◆ THE TASK ◆
Copy the items below, from the line with "Find the snow" up to and including the line with "(1254, 229)", reproducing each line without any change.

· · · · ·

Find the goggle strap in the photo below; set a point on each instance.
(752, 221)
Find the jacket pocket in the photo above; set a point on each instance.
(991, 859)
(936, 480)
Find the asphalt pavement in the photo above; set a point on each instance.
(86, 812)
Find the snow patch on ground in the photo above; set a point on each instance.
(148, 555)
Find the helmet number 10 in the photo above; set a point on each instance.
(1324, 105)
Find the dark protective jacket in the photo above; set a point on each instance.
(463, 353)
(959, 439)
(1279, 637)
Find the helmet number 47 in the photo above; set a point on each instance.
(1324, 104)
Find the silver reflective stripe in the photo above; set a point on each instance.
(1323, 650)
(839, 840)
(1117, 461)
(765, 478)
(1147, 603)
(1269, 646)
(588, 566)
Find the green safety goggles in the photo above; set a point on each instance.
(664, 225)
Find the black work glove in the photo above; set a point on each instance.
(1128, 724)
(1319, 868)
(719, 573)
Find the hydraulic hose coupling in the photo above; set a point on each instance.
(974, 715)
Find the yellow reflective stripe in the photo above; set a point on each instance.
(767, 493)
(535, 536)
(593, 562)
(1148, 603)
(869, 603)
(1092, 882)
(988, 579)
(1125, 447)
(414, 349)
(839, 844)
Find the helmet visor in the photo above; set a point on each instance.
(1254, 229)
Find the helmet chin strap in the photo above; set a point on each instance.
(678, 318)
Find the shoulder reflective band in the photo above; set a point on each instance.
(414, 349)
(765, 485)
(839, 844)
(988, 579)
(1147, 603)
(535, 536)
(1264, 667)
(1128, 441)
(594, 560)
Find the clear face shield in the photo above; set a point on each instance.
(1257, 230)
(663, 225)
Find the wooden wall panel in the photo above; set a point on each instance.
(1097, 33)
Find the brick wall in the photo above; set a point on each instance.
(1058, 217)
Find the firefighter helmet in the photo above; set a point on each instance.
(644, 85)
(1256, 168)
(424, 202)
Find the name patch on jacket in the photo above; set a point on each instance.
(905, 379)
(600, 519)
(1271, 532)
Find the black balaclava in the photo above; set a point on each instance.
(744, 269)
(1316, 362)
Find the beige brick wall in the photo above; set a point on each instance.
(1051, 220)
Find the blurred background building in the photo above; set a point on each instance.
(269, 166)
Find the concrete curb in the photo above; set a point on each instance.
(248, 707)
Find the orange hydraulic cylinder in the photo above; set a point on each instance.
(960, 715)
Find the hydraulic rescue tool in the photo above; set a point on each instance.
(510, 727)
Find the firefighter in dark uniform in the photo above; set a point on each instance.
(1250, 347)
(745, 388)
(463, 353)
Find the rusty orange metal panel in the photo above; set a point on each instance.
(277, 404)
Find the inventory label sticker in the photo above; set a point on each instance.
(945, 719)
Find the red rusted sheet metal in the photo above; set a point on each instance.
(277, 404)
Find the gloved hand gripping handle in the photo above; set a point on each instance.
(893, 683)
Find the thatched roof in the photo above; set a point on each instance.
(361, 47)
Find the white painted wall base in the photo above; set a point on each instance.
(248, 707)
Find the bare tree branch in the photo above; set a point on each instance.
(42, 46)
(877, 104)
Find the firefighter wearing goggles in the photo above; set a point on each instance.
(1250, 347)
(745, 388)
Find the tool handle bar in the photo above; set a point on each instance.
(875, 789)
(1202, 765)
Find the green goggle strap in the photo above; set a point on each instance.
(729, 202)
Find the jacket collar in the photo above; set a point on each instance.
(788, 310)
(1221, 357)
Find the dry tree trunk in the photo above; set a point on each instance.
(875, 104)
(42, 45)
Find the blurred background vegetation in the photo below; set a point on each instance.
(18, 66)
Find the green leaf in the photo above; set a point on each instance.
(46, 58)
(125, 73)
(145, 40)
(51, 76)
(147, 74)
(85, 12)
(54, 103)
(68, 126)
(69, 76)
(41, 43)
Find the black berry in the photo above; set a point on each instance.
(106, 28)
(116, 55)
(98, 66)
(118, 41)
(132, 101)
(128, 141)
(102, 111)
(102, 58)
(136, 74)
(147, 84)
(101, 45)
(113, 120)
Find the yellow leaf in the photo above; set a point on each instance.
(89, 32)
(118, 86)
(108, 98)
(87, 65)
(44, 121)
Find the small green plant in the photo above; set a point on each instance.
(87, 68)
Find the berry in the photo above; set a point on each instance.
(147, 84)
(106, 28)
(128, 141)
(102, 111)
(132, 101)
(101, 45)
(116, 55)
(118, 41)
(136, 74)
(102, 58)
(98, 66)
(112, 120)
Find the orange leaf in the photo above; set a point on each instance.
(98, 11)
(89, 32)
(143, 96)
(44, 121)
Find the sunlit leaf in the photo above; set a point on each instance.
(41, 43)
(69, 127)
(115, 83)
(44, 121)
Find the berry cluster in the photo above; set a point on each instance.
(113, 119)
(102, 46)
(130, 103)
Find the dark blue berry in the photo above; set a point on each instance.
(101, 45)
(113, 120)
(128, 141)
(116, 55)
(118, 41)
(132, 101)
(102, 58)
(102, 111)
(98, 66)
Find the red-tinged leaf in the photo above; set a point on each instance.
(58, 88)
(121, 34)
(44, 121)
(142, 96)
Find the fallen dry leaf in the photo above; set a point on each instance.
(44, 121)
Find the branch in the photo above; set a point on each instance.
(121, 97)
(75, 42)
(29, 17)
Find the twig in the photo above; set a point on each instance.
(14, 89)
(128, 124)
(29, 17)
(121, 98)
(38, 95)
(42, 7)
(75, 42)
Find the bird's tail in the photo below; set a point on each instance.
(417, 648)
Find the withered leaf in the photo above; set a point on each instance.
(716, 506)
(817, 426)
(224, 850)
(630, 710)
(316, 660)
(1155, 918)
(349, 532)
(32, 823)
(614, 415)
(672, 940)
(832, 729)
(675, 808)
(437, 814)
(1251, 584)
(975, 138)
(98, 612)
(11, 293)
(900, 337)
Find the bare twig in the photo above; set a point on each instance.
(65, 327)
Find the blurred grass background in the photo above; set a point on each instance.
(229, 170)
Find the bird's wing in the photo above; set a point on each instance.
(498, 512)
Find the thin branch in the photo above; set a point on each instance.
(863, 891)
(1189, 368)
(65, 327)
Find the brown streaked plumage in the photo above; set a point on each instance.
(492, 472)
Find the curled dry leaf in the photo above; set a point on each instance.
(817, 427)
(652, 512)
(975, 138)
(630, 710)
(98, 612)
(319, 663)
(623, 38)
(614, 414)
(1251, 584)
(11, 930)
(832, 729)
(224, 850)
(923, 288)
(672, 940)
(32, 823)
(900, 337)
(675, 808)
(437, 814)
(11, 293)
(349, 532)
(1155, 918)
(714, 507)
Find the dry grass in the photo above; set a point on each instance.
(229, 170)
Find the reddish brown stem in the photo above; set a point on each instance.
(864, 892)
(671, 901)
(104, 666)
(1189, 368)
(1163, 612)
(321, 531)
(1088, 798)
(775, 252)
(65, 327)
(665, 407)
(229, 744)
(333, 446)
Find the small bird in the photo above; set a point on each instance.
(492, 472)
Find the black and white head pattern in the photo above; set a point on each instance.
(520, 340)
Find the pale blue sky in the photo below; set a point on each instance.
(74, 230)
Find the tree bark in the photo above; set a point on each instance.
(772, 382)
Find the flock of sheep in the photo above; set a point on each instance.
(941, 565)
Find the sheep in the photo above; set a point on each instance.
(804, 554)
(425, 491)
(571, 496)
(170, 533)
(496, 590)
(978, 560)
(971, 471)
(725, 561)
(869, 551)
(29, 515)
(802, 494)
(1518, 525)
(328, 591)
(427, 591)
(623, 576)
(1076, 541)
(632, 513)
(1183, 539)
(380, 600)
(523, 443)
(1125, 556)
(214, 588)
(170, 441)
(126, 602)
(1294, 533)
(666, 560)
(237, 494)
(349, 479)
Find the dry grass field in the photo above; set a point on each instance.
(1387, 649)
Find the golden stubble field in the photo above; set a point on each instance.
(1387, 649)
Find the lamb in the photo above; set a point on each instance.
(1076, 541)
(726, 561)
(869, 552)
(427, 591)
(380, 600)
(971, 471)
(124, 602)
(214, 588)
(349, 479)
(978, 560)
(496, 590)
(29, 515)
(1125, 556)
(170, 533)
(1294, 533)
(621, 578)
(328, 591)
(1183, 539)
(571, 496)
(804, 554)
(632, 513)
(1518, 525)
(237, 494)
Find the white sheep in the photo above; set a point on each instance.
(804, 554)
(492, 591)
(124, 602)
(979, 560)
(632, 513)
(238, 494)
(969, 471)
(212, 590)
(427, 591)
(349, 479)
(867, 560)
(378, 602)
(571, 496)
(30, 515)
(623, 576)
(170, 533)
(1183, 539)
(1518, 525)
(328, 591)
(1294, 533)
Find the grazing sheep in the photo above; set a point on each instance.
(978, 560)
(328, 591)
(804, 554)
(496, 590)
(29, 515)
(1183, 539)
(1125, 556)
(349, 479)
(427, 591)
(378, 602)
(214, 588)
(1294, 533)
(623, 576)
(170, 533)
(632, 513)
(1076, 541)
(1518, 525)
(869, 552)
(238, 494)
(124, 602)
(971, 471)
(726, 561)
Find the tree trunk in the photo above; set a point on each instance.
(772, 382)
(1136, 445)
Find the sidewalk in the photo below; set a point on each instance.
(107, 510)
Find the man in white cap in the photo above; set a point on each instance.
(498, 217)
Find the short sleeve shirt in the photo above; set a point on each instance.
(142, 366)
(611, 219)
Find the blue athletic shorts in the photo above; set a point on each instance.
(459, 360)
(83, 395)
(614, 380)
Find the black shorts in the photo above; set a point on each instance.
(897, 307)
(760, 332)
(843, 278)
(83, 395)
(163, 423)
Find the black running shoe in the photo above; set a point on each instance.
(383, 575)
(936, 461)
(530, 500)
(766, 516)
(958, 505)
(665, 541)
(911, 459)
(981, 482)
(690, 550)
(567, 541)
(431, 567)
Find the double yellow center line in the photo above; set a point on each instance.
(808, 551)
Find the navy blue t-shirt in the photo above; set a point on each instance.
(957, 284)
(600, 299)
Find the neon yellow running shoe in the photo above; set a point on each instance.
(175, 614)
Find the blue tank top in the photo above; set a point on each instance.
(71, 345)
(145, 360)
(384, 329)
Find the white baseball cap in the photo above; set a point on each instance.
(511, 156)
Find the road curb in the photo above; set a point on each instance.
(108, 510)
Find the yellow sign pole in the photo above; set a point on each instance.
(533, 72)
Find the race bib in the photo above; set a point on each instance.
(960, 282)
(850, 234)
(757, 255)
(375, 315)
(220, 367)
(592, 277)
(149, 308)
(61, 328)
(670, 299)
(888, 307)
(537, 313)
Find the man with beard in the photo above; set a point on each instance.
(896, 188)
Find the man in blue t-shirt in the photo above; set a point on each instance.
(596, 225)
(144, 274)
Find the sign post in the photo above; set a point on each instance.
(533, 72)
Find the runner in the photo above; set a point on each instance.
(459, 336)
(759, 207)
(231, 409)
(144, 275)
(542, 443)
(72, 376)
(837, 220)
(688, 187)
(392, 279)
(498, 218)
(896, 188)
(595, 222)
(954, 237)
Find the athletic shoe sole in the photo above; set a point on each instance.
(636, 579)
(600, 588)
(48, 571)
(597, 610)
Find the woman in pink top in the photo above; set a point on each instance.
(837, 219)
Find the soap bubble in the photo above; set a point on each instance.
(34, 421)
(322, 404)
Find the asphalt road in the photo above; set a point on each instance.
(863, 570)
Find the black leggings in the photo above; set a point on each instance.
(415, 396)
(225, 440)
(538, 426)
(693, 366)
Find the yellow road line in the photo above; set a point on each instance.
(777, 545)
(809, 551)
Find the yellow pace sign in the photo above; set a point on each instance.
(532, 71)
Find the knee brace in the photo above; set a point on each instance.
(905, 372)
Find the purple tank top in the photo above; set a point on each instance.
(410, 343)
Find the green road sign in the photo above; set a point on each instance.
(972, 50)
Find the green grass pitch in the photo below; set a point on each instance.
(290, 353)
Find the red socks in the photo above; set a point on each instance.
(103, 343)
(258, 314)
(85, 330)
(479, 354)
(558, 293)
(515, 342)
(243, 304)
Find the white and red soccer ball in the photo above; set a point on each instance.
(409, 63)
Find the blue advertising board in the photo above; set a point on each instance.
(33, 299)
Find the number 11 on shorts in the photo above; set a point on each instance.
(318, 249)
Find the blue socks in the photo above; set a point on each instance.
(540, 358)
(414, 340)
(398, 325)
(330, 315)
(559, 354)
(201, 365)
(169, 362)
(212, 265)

· · · · ·

◆ FULL RESPONSE ◆
Find the snow patch on ground in the photo above; set a point on each instance.
(148, 555)
Find the helmet number 10 in the photo above; set a point on each instance.
(1324, 105)
Find the dark protective jacket in the photo above; set a point on each instance.
(463, 353)
(959, 439)
(1279, 637)
Find the helmet number 47 in the photo above; set a point on each instance.
(1324, 104)
Find the silver reflective stripe in the photo above; set a point on each instance.
(1323, 650)
(839, 840)
(1117, 461)
(765, 478)
(1147, 603)
(1269, 646)
(588, 566)
Find the green safety goggles in the photo above; set a point on each instance.
(664, 225)
Find the black work glove in the photo above; set a point on each instance.
(1128, 724)
(1319, 868)
(719, 573)
Find the hydraulic hose coupling in the photo above; set a point on each instance.
(974, 715)
Find the yellow reflective stripe in the photo above; set a point on each instance.
(767, 493)
(535, 536)
(593, 562)
(1148, 603)
(869, 603)
(1092, 882)
(988, 579)
(1125, 447)
(414, 349)
(839, 844)
Find the helmet visor in the photo above; set a point on each instance.
(1254, 229)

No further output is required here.